§ Work task: Using the string "chain" as the key, pull each matching line out of the records below.

>>>

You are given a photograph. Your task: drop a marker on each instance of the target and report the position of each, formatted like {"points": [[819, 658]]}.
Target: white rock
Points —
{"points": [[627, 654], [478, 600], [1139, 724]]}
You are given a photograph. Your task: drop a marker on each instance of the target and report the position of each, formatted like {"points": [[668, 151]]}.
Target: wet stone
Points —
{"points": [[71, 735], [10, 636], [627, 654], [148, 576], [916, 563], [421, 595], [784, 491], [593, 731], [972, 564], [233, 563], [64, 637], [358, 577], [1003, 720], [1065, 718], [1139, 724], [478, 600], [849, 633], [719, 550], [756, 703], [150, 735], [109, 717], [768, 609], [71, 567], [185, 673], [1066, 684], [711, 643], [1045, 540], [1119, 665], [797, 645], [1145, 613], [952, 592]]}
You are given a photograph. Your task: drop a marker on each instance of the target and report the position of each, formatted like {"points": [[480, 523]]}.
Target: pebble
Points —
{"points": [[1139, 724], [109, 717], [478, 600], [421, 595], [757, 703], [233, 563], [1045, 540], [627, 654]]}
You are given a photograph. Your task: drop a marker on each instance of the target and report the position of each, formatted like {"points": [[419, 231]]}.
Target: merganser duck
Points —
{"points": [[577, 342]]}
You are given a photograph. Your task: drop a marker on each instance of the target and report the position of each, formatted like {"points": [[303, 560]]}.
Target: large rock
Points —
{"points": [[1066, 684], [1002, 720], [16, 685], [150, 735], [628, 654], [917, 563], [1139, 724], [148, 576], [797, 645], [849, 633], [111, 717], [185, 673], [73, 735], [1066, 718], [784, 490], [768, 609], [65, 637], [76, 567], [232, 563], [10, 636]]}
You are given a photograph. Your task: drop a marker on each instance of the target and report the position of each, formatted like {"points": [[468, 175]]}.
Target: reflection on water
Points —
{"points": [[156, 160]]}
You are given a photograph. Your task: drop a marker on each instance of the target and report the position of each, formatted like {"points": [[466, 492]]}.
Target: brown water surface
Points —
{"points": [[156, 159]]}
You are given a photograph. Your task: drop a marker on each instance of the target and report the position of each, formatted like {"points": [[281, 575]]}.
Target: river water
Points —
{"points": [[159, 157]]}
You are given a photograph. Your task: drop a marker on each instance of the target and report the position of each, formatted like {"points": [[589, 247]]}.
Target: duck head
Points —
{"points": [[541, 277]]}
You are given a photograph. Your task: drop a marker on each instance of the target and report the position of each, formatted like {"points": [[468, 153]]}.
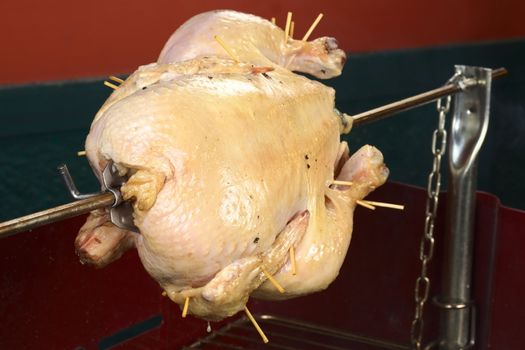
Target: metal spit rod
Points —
{"points": [[103, 200]]}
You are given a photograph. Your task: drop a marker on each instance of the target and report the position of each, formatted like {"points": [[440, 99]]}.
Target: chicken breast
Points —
{"points": [[231, 162]]}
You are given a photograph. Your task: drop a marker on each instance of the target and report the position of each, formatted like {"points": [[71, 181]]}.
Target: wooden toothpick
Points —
{"points": [[113, 86], [312, 27], [287, 27], [385, 205], [114, 78], [256, 325], [185, 308]]}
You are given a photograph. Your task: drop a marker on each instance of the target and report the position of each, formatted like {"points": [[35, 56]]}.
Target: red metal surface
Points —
{"points": [[49, 300]]}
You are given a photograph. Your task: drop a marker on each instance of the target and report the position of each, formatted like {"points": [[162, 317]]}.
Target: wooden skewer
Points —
{"points": [[114, 78], [287, 27], [226, 48], [256, 325], [292, 261], [385, 205], [113, 86], [185, 308], [312, 27], [366, 205], [344, 183], [273, 281]]}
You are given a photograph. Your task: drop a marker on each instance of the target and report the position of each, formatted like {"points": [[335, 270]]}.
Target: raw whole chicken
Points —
{"points": [[231, 160]]}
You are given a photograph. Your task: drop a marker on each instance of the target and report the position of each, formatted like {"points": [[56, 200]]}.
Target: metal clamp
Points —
{"points": [[120, 212]]}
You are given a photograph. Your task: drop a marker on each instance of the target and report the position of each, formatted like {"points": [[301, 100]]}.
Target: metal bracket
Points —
{"points": [[121, 212], [468, 130]]}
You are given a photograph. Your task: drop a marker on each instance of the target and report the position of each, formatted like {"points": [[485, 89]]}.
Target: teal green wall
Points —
{"points": [[45, 125]]}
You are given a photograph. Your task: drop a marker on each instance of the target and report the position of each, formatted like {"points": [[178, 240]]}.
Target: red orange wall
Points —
{"points": [[63, 39]]}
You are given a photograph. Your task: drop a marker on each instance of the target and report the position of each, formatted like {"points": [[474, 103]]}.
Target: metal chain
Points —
{"points": [[426, 248]]}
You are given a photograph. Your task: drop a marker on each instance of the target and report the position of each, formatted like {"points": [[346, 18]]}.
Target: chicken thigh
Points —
{"points": [[230, 163]]}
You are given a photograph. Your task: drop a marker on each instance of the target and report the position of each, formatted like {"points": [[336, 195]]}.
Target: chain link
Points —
{"points": [[426, 247]]}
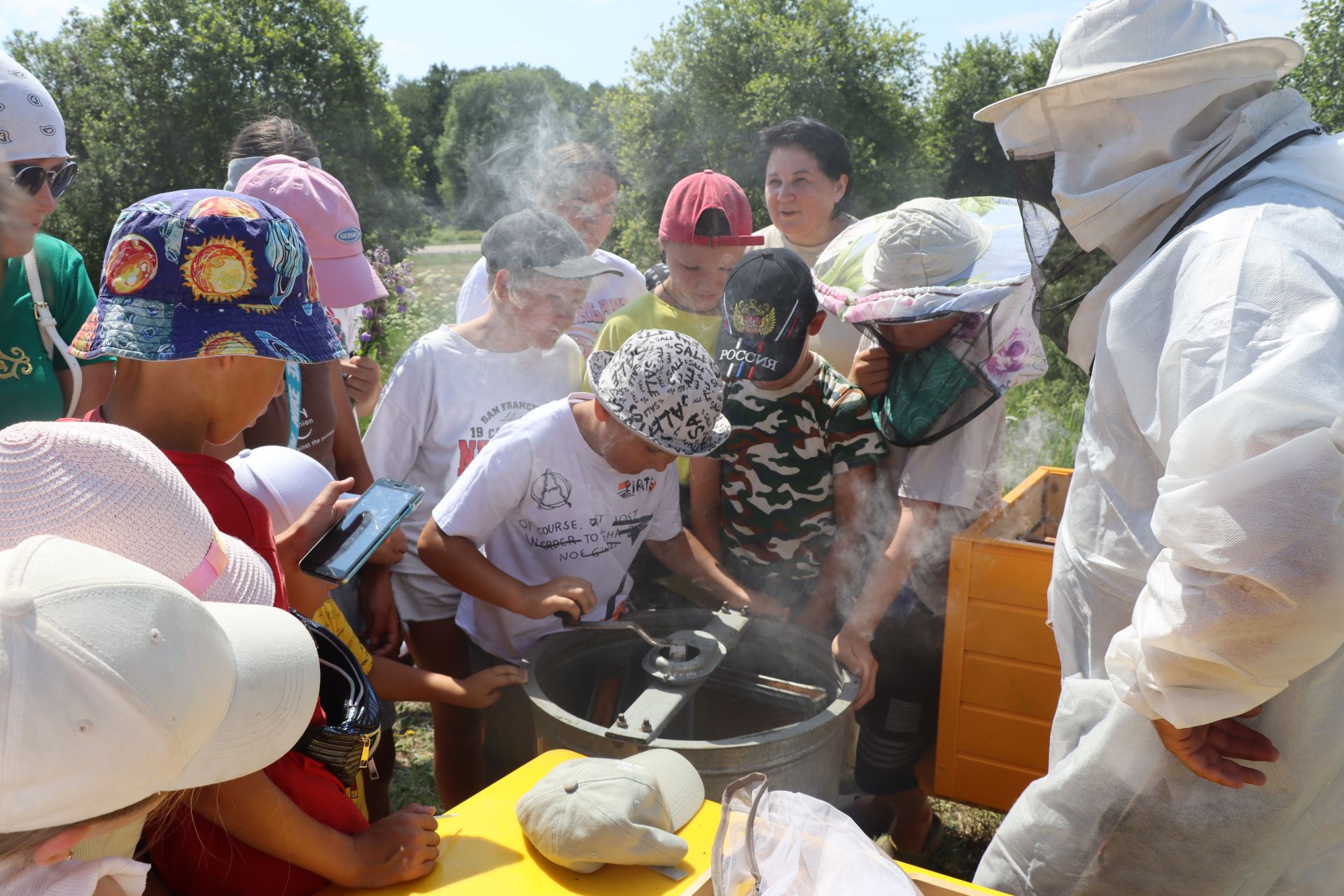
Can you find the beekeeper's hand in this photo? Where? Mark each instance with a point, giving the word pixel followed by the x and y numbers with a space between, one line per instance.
pixel 1209 750
pixel 851 649
pixel 872 371
pixel 562 594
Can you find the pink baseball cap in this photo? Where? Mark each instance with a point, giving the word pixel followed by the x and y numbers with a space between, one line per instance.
pixel 328 220
pixel 698 192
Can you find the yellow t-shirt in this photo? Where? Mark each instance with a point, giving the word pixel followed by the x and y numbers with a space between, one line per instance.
pixel 651 312
pixel 331 618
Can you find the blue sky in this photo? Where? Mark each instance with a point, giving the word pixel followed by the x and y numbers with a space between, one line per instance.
pixel 592 39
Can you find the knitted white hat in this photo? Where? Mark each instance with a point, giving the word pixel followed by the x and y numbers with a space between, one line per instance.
pixel 30 122
pixel 116 684
pixel 109 486
pixel 667 388
pixel 286 481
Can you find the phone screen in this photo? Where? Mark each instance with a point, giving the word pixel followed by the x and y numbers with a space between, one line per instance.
pixel 339 554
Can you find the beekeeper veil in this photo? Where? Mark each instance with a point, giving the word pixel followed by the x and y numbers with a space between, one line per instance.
pixel 1142 134
pixel 927 260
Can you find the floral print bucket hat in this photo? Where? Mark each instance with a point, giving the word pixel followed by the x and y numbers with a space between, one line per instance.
pixel 201 273
pixel 932 258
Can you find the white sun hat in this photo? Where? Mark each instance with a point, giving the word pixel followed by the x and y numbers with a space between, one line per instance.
pixel 587 813
pixel 1119 49
pixel 118 684
pixel 664 387
pixel 929 257
pixel 109 486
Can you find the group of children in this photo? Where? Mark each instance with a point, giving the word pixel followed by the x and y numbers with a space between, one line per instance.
pixel 570 431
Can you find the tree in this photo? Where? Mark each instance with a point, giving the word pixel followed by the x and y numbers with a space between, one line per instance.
pixel 496 127
pixel 152 93
pixel 965 153
pixel 1322 76
pixel 424 101
pixel 724 69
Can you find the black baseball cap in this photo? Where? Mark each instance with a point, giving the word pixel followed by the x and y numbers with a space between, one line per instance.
pixel 768 305
pixel 543 242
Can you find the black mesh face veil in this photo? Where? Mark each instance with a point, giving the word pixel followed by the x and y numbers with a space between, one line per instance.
pixel 1065 273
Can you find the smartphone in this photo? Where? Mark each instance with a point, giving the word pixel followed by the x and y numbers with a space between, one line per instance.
pixel 349 545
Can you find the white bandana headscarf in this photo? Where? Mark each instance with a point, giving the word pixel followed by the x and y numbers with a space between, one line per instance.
pixel 30 122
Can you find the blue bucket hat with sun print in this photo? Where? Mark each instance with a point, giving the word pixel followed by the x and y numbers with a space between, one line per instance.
pixel 201 273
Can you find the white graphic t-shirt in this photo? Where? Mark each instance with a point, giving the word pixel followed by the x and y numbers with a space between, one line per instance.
pixel 442 405
pixel 545 504
pixel 606 295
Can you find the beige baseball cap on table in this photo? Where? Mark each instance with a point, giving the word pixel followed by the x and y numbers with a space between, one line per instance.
pixel 118 684
pixel 587 813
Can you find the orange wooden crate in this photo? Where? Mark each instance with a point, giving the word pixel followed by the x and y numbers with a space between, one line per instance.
pixel 1000 669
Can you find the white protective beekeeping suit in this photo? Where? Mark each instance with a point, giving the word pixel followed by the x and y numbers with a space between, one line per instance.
pixel 1199 570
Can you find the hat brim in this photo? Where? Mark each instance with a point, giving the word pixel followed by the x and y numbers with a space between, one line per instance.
pixel 679 782
pixel 1002 267
pixel 347 281
pixel 1168 73
pixel 246 578
pixel 155 331
pixel 274 694
pixel 577 269
pixel 717 435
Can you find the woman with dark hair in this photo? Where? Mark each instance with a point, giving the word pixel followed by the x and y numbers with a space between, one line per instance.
pixel 808 179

<<<

§ Response below:
Target: metal chain
Target: chain link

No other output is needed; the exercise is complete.